→ **Exercise material**:
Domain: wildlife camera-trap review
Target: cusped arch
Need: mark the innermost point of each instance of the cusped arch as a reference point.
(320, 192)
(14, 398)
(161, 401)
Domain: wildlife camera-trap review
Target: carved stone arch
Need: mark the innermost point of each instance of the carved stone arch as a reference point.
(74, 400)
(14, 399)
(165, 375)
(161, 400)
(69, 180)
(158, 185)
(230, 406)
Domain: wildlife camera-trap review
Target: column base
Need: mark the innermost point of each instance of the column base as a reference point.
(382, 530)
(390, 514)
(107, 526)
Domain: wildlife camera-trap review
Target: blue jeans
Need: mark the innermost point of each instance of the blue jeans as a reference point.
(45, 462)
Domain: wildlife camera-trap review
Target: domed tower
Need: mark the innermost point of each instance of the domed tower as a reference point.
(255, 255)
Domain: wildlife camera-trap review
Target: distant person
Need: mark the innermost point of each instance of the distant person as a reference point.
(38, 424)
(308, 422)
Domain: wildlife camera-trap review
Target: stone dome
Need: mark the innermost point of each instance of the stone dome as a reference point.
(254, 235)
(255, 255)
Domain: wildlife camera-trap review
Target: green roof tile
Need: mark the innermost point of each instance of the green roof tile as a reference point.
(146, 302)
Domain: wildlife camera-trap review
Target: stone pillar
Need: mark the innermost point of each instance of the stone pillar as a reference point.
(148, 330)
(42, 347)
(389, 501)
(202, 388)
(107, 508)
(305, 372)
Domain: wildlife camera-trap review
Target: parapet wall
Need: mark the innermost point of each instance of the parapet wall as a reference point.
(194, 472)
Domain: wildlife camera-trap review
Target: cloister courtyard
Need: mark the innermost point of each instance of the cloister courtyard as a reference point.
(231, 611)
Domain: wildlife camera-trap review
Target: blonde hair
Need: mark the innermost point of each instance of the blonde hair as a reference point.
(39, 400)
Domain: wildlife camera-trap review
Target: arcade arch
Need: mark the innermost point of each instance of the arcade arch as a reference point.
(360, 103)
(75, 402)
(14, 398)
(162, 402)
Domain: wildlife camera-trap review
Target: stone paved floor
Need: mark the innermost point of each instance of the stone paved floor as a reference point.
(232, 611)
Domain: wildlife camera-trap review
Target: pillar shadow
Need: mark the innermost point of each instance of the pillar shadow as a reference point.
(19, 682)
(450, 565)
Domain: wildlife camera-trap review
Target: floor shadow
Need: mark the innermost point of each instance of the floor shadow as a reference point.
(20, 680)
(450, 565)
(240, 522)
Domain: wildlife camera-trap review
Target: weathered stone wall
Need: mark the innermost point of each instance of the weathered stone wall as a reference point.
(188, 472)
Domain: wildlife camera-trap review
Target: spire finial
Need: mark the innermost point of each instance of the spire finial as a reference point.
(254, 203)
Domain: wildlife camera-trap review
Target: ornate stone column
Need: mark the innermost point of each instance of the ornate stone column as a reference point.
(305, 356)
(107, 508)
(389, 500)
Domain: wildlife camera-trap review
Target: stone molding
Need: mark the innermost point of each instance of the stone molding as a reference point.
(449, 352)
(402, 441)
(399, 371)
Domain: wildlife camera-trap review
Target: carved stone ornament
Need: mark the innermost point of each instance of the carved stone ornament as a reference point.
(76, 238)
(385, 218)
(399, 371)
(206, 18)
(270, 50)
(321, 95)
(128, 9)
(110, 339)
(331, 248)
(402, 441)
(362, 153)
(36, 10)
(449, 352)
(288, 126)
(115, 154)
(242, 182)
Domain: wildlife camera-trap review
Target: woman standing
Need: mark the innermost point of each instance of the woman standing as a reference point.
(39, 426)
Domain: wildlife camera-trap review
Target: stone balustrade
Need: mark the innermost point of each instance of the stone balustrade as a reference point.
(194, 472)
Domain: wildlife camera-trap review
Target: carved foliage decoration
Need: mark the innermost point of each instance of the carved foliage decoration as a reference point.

---

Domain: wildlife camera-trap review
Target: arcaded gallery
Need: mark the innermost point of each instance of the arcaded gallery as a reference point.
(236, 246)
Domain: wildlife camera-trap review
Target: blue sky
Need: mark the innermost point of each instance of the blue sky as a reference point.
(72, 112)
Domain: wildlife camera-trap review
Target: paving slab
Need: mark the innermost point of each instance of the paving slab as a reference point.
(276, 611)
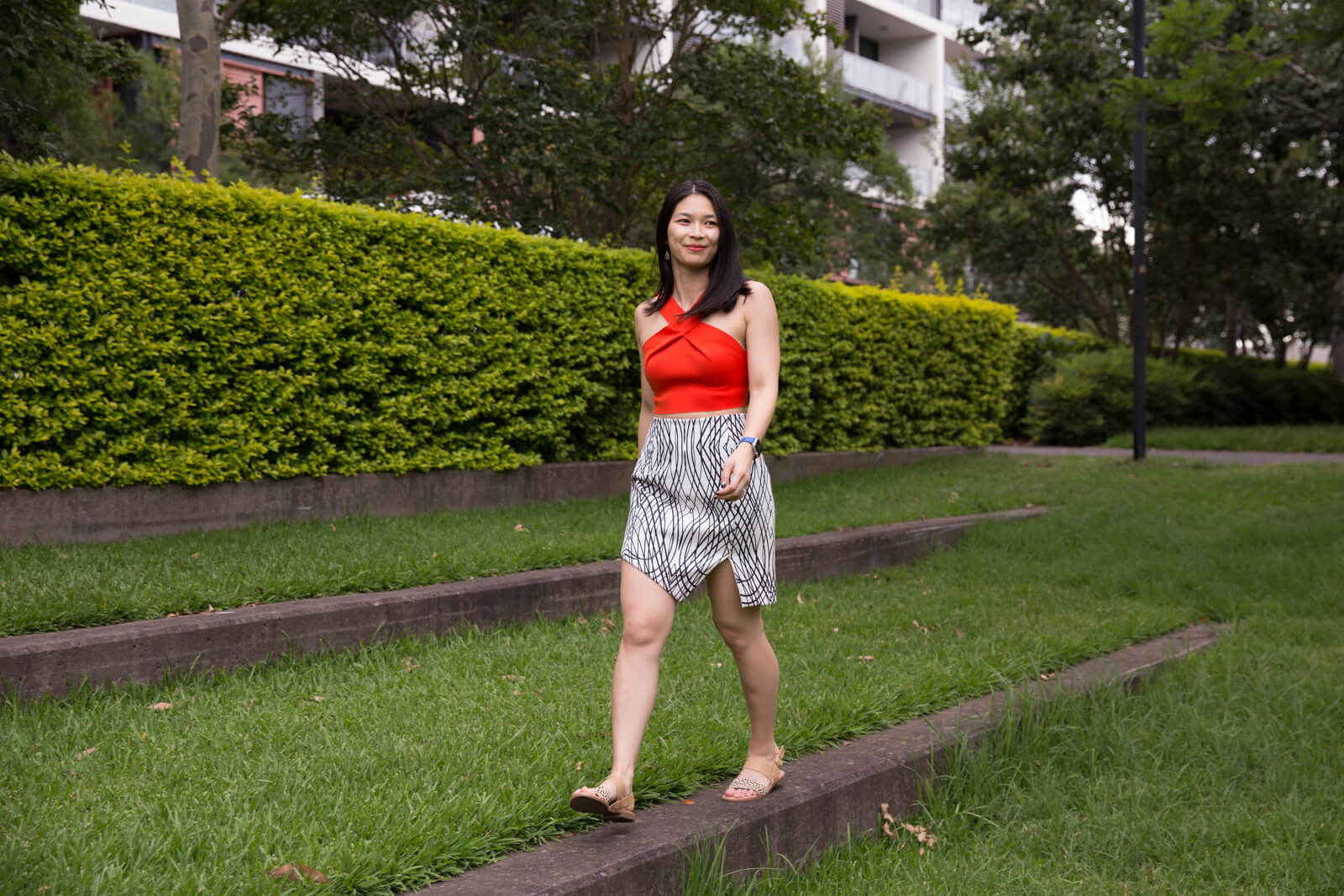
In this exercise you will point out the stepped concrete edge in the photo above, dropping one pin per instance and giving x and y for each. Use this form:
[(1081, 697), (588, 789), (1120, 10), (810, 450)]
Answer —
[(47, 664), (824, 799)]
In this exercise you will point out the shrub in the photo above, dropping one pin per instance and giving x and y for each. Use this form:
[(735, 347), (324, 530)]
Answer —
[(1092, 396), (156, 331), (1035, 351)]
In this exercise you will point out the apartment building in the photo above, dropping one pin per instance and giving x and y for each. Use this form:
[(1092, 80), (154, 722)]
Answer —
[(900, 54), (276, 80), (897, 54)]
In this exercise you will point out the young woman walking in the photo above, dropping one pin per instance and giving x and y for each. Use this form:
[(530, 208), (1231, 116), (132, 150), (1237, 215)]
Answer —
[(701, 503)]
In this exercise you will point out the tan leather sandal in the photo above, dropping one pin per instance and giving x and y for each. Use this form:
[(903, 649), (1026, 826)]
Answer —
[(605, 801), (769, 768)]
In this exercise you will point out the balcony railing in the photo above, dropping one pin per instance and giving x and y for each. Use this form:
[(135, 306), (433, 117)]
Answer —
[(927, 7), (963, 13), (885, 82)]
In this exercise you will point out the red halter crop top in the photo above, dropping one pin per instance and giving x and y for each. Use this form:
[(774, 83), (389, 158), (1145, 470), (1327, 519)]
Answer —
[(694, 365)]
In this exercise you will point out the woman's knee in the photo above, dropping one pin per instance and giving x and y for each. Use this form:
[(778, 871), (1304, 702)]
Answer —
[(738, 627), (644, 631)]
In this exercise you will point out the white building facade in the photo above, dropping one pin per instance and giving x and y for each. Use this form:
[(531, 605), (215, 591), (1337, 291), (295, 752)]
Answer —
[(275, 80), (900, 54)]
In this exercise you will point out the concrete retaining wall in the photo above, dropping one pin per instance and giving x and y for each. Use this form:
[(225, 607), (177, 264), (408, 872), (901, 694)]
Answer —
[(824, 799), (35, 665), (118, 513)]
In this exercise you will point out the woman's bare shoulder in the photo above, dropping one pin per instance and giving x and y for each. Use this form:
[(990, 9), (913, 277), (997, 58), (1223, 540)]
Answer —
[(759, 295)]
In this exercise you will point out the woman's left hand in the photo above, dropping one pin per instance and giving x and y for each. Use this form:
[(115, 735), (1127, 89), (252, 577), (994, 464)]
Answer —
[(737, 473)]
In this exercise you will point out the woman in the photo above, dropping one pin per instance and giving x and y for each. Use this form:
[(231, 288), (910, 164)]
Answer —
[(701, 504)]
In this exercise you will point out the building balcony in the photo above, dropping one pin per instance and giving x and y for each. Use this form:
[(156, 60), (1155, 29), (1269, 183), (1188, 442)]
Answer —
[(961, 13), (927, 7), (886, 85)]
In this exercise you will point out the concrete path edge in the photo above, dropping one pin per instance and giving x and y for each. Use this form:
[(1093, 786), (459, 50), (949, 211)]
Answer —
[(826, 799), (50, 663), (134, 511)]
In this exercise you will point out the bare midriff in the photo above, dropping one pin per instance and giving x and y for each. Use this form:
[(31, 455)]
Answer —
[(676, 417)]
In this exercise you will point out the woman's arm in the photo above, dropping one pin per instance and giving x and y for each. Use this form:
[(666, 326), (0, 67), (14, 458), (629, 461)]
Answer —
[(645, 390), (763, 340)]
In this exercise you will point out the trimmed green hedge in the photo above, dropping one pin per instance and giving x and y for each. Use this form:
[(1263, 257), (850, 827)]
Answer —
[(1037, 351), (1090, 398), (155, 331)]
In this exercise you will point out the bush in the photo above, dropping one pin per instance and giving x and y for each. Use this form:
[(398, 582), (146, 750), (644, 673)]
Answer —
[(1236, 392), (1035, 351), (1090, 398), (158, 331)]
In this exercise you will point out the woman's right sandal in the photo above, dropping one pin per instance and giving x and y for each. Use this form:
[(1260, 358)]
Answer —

==

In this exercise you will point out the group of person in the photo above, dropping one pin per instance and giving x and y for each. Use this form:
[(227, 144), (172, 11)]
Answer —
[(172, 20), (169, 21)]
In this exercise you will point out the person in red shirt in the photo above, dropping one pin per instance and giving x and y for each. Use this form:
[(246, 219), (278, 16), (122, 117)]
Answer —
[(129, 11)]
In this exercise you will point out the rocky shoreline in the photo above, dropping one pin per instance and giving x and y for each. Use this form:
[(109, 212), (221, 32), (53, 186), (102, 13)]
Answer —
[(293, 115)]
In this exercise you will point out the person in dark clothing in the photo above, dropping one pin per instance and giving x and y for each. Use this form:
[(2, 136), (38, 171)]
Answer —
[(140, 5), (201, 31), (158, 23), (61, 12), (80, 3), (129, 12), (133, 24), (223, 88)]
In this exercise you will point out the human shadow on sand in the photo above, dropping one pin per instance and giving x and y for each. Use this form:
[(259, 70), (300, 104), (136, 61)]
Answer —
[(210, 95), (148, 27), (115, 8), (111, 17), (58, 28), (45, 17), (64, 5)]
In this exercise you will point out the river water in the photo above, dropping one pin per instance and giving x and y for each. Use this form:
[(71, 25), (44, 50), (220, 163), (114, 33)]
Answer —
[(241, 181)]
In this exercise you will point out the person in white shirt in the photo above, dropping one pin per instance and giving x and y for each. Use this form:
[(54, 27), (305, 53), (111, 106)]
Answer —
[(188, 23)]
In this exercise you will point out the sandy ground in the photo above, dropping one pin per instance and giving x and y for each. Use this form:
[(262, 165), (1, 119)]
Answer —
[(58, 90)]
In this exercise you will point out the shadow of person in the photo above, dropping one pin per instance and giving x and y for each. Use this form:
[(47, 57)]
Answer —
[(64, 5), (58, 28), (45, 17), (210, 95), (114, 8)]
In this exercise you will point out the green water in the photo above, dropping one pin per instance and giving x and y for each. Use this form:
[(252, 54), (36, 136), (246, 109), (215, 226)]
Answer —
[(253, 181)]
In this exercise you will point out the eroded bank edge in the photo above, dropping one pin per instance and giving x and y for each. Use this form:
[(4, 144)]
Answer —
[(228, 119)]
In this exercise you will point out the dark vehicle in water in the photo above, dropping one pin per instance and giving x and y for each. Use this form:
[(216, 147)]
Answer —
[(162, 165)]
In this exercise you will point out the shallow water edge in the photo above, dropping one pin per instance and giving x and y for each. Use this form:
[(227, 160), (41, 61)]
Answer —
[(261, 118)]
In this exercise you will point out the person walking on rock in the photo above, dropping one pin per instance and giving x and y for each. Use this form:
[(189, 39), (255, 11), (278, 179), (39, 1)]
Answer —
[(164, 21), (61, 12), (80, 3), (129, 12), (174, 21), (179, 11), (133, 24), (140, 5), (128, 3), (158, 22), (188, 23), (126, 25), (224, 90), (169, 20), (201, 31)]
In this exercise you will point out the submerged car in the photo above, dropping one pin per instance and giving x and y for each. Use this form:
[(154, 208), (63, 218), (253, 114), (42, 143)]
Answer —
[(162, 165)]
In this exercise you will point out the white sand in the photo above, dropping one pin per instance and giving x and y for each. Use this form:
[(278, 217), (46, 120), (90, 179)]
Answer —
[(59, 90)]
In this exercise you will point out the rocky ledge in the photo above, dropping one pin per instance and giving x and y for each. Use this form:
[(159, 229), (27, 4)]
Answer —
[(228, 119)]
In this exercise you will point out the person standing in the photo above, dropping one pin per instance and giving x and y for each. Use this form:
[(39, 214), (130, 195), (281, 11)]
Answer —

→ **What you will do**: Could you revise the records from the line containing "In this exercise you will point out the young" through the line containing "[(701, 503)]", replacing "walking" with "running" and leaving everything else unchanged?

→ **Result of the exercise**:
In this exercise you will point out the young woman running in the photo above, dropping one pin per instance and giving x and y for each. Use this form:
[(530, 208), (1231, 116), (132, 150), (1237, 215)]
Answer —
[(701, 503)]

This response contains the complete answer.